_Point labeling records_.
####
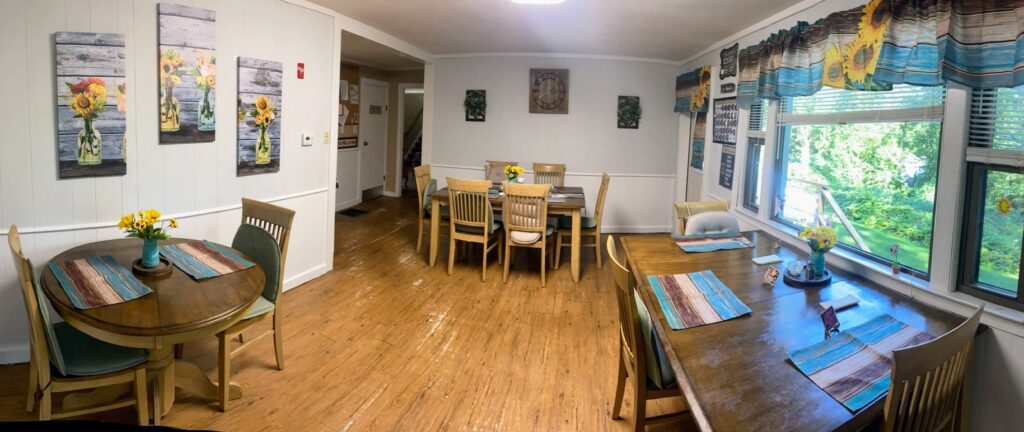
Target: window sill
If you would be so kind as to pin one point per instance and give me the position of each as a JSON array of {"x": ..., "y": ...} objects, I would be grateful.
[{"x": 1000, "y": 317}]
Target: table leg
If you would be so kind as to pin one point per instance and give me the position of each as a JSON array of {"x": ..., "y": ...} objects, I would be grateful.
[
  {"x": 576, "y": 245},
  {"x": 435, "y": 227}
]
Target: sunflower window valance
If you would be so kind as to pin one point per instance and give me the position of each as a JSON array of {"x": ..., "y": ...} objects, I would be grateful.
[
  {"x": 692, "y": 90},
  {"x": 886, "y": 42}
]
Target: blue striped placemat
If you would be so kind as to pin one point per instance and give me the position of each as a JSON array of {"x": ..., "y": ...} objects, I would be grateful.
[
  {"x": 854, "y": 366},
  {"x": 96, "y": 282}
]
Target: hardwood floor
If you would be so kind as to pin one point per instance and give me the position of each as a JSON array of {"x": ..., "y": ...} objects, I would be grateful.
[{"x": 384, "y": 342}]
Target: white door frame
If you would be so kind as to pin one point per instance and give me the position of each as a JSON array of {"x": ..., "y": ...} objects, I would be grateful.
[
  {"x": 398, "y": 142},
  {"x": 365, "y": 81}
]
####
_YOUR TASK_. Reproduce every record above with its requests, raising each x and y coordinate in the answers by 48 and leaving the requests and their format samples unchanged. Omit the pictures.

_OUTPUT OF THE TASK_.
Target: window sill
If you would be so kind as to pin one point per instance and give me the position of each as a JSON array of {"x": ..., "y": ...} objects, I would be grateful.
[{"x": 1048, "y": 365}]
Target: table leg
If you would be so kind as to pin one point per instance and give me the position of each as a JSON array of {"x": ..., "y": ...} objects, I would be grateful.
[
  {"x": 624, "y": 293},
  {"x": 483, "y": 275}
]
Target: sunflower window valance
If you would be so kind as to pin one point per instance and give me the position of each as a JSON array of {"x": ..., "y": ...} objects, I would be grateful.
[
  {"x": 740, "y": 138},
  {"x": 934, "y": 90}
]
Target: blue striped placemat
If you would be so kind as to pin one point per instance and give me the position of each as a JSON array of {"x": ..., "y": ...} objects, I would be grateful.
[
  {"x": 902, "y": 414},
  {"x": 144, "y": 330}
]
Target: hardwood floor
If you would be so kind as to pin one point per instance and give me the position of each as a JSON array of {"x": ..., "y": ...} objects, I would be grateful.
[{"x": 432, "y": 390}]
Target: white door frame
If you would be so kind as to pin one point per instance and give me the position of each as a JSON array of {"x": ..., "y": ...} objects, I would be grateful.
[
  {"x": 446, "y": 190},
  {"x": 413, "y": 129}
]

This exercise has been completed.